• Exercise aim:
Repeat exactly each line of the data provided below.

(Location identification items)

* Begin *

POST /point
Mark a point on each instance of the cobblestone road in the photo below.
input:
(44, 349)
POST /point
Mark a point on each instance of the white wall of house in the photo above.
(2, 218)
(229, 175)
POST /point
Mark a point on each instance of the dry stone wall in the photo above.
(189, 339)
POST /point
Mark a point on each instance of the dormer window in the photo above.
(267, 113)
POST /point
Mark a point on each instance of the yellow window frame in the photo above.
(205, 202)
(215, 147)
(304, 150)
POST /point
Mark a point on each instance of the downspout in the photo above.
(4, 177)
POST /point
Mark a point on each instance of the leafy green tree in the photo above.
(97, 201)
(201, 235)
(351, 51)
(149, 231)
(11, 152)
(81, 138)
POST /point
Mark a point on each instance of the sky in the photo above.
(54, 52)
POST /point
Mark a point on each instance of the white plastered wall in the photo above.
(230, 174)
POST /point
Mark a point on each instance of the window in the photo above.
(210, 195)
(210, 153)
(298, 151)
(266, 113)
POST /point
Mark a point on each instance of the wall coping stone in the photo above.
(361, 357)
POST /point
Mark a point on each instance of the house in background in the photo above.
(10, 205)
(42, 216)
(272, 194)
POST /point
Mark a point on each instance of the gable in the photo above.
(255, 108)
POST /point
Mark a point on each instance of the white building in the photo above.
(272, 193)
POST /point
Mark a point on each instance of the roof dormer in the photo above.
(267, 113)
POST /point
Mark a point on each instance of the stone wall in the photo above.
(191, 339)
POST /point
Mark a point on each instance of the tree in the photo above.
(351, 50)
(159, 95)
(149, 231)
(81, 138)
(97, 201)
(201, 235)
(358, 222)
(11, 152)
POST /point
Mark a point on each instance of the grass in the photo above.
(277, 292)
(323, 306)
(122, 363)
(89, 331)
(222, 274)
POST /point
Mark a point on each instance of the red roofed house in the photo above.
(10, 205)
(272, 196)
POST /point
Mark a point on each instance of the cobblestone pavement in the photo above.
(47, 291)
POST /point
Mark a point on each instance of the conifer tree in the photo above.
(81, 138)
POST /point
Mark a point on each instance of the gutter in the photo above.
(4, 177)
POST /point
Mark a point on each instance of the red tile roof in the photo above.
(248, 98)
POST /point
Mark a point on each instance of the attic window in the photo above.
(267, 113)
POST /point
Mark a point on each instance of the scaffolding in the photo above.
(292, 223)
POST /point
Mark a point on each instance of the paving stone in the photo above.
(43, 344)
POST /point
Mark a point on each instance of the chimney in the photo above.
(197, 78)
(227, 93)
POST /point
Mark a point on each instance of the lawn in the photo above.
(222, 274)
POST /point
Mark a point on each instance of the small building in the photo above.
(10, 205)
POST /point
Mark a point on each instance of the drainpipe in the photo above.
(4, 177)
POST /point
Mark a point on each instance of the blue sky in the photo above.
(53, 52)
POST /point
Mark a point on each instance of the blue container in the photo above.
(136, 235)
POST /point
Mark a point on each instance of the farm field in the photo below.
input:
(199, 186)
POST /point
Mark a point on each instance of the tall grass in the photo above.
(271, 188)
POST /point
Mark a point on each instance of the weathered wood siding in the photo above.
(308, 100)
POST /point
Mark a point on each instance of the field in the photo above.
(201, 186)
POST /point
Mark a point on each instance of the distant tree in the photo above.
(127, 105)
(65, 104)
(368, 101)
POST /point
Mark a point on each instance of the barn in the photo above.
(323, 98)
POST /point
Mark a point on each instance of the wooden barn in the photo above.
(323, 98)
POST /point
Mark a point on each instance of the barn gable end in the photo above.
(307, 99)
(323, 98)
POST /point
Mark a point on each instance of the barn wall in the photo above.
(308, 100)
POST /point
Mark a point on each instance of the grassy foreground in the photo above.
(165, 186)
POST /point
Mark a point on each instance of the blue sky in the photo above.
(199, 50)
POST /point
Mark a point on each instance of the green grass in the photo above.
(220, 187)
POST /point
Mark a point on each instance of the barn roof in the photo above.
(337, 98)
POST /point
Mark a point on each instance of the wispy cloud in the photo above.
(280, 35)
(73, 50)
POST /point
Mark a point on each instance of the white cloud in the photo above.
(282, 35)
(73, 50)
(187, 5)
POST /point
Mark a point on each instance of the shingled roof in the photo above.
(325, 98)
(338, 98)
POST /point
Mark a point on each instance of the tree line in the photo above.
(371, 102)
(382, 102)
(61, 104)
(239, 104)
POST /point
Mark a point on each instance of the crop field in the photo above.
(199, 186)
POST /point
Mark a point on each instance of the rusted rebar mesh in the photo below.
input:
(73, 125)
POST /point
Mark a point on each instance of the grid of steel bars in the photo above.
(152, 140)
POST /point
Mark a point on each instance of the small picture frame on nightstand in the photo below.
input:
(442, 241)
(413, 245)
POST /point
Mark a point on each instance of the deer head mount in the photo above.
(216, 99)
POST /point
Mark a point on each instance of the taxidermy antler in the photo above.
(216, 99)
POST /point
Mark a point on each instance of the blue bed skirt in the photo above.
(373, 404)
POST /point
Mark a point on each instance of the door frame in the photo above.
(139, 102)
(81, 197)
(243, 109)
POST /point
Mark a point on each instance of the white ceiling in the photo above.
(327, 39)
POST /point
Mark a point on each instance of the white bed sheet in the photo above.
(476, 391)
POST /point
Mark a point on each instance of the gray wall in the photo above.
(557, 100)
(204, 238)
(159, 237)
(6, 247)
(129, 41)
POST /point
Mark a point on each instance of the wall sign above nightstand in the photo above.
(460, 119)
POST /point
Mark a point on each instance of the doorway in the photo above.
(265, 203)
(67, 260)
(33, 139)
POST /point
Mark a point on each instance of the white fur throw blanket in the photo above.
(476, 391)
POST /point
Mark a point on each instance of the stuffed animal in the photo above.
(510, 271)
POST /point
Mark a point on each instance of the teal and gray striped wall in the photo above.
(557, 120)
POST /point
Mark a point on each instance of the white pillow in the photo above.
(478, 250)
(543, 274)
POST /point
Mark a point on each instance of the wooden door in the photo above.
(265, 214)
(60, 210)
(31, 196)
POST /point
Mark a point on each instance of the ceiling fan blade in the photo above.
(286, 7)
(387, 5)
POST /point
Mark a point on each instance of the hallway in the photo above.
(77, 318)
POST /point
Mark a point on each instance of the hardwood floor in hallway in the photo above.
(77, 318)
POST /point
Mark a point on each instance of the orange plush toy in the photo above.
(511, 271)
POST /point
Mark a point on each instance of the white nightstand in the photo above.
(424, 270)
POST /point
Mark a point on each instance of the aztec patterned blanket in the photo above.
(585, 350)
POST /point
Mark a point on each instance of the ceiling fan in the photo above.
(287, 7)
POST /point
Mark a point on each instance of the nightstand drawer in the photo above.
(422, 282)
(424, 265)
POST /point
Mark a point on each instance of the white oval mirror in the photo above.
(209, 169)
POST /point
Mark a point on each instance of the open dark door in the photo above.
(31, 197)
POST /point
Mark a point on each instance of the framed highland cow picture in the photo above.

* End *

• Expected answer:
POST /point
Mark a point on each instance of the cobblestone road in the photo below.
input:
(44, 349)
POST /point
Mark a point on each instance of the white wall of house in the photo above.
(2, 218)
(229, 175)
POST /point
Mark a point on each instance of the dry stone wall in the photo above.
(189, 339)
POST /point
Mark a point on each instance of the dormer window in the photo above.
(267, 113)
POST /point
Mark a point on each instance of the yellow window frame in the photo above.
(205, 202)
(215, 147)
(304, 150)
POST /point
Mark a point on each instance of the downspout in the photo above.
(4, 177)
POST /point
Mark a point on each instance of the leafy green tree in the photo above.
(97, 201)
(201, 235)
(351, 51)
(149, 231)
(11, 152)
(81, 138)
POST /point
Mark a point on each instance of the sky in the photo above.
(54, 52)
POST /point
Mark a point on each instance of the white plastered wall in the photo above.
(230, 174)
POST /point
Mark a point on each instance of the window in the photo above.
(210, 195)
(210, 153)
(298, 151)
(266, 113)
POST /point
Mark a point on each instance of the wall coping stone in the photo above.
(361, 357)
POST /point
Mark a point on each instance of the house in background in the photo above.
(10, 205)
(42, 216)
(272, 194)
POST /point
Mark a point on each instance of the gable in the photo above.
(255, 108)
POST /point
Mark a point on each instance of the white building in the photo above.
(272, 193)
POST /point
Mark a point on each instance of the roof dormer in the photo above.
(267, 113)
POST /point
Mark a point on each instance of the stone wall in the photo above.
(191, 339)
POST /point
Mark a point on each instance of the tree in the photo above.
(351, 50)
(159, 95)
(149, 231)
(81, 138)
(97, 201)
(201, 235)
(358, 222)
(11, 152)
POST /point
Mark a point on each instance of the grass in the photo above.
(277, 292)
(323, 306)
(122, 363)
(89, 331)
(222, 274)
POST /point
Mark a point on each instance of the red roofed house in the photo above.
(10, 205)
(272, 196)
POST /point
Mark a point on each instance of the cobblestone pavement in the photo above.
(47, 291)
POST /point
Mark a point on each instance of the conifer tree in the photo above.
(81, 138)
POST /point
Mark a point on each instance of the gutter in the photo above.
(4, 177)
POST /point
Mark a point on each instance of the red tile roof in the photo above.
(248, 98)
POST /point
Mark a point on each instance of the attic window in the photo above.
(267, 113)
POST /point
Mark a point on each instance of the scaffolding in the photo above.
(292, 223)
POST /point
Mark a point on each instance of the paving stone in the photo above.
(43, 344)
POST /point
Mark a point on each instance of the chimney in the photo above.
(197, 78)
(227, 93)
POST /point
Mark a point on each instance of the lawn in the photo above.
(222, 274)
POST /point
Mark a point on each instance of the small building in the photo above.
(10, 205)
POST /point
Mark a point on each instance of the drainpipe in the photo above.
(4, 177)
POST /point
Mark a point on each instance of the blue sky in the photo above.
(53, 52)
POST /point
Mark a point on each instance of the blue container in the photo above.
(136, 235)
POST /point
Mark a point on each instance of the farm field in the photo below.
input:
(199, 186)
POST /point
Mark a point on each instance of the tall grass in the photo above.
(271, 188)
POST /point
Mark a point on each instance of the weathered wood siding in the photo above.
(308, 100)
POST /point
Mark a point on each instance of the field in the photo above.
(201, 186)
POST /point
Mark a point on each instance of the distant tree in the photo above.
(127, 105)
(65, 104)
(368, 101)
POST /point
Mark a point on each instance of the barn in the photo above.
(323, 98)
POST /point
Mark a point on each instance of the wooden barn in the photo above.
(323, 98)
POST /point
Mark a point on each instance of the barn gable end in the photo above.
(307, 99)
(323, 98)
POST /point
Mark a point on each instance of the barn wall in the photo above.
(308, 100)
POST /point
Mark a point on each instance of the grassy foreground in the photo above.
(165, 186)
POST /point
Mark a point on each instance of the blue sky in the photo above.
(199, 50)
POST /point
Mark a point on each instance of the green grass in the photo above.
(220, 187)
POST /point
Mark a point on each instance of the barn roof in the photo above.
(337, 98)
POST /point
Mark a point on each instance of the wispy cloud in the photo above.
(280, 35)
(73, 50)
POST /point
Mark a point on each instance of the white cloud in the photo above.
(282, 35)
(73, 50)
(187, 5)
POST /point
Mark a point on each instance of the shingled roof in the photo above.
(325, 98)
(338, 98)
POST /point
Mark a point on each instance of the tree line in the photo above.
(371, 102)
(382, 102)
(61, 104)
(239, 104)
POST /point
Mark a point on each instance of the crop field in the photo above.
(199, 186)
POST /point
Mark a point on each instance of the rusted rebar mesh in the photo below.
input:
(73, 125)
POST /point
Mark a point on each instance of the grid of steel bars in the photo above.
(152, 140)
POST /point
Mark a point on each instance of the small picture frame on nightstand in the photo below.
input:
(442, 241)
(413, 245)
POST /point
Mark a point on each instance of the deer head mount in the photo above.
(216, 99)
POST /point
Mark a point on each instance of the taxidermy antler in the photo above.
(216, 99)
POST /point
Mark a point on each instance of the blue bed skirt in the photo above.
(373, 404)
POST /point
Mark a point on each instance of the door frame in the photo above.
(139, 102)
(81, 197)
(243, 109)
POST /point
Mark a point on each instance of the white ceiling in the photo above.
(327, 39)
POST /point
Mark a point on each instance of the white bed sheet in the photo above.
(476, 391)
POST /point
Mark a point on each instance of the gray wall in the photo above.
(557, 100)
(204, 238)
(159, 237)
(6, 247)
(129, 41)
POST /point
Mark a point on each instance of the wall sign above nightstand in the photo above.
(460, 119)
POST /point
Mark a point on each instance of the doorway in the photo above.
(265, 203)
(67, 260)
(33, 139)
POST /point
Mark a point on each instance of the white fur throw blanket in the photo above.
(476, 391)
POST /point
Mark a point on each instance of the stuffed animal in the photo above.
(510, 271)
POST /point
Mark a point on each instance of the teal and gray striped wall in the photo above.
(557, 120)
POST /point
Mark a point on each instance of the white pillow in the photo above.
(478, 250)
(543, 274)
POST /point
Mark a point on each instance of the wooden door in the photo above.
(265, 214)
(60, 210)
(31, 196)
POST /point
Mark a point on each instance of the ceiling fan blade in the photo above.
(286, 7)
(387, 5)
POST /point
Mark a point on each instance of the hallway in the photo above.
(77, 318)
POST /point
Mark a point on each instance of the hardwood floor in hallway in the photo above.
(77, 318)
POST /point
Mark a point on each instance of the orange plush toy in the photo above.
(511, 271)
POST /point
Mark a point on each instance of the white nightstand in the photo above.
(424, 270)
POST /point
Mark a point on each instance of the aztec patterned blanket in the photo above.
(585, 350)
POST /point
Mark a point on each instance of the ceiling fan in the photo above.
(287, 7)
POST /point
Mark a point on each instance of the nightstand drawer in the photo above.
(422, 282)
(424, 265)
POST /point
Mark a point on each instance of the white oval mirror in the photo above.
(209, 169)
POST /point
Mark a point on each instance of the open dark door in the photo above.
(31, 197)
POST /point
Mark a point on each instance of the framed highland cow picture in the photo above.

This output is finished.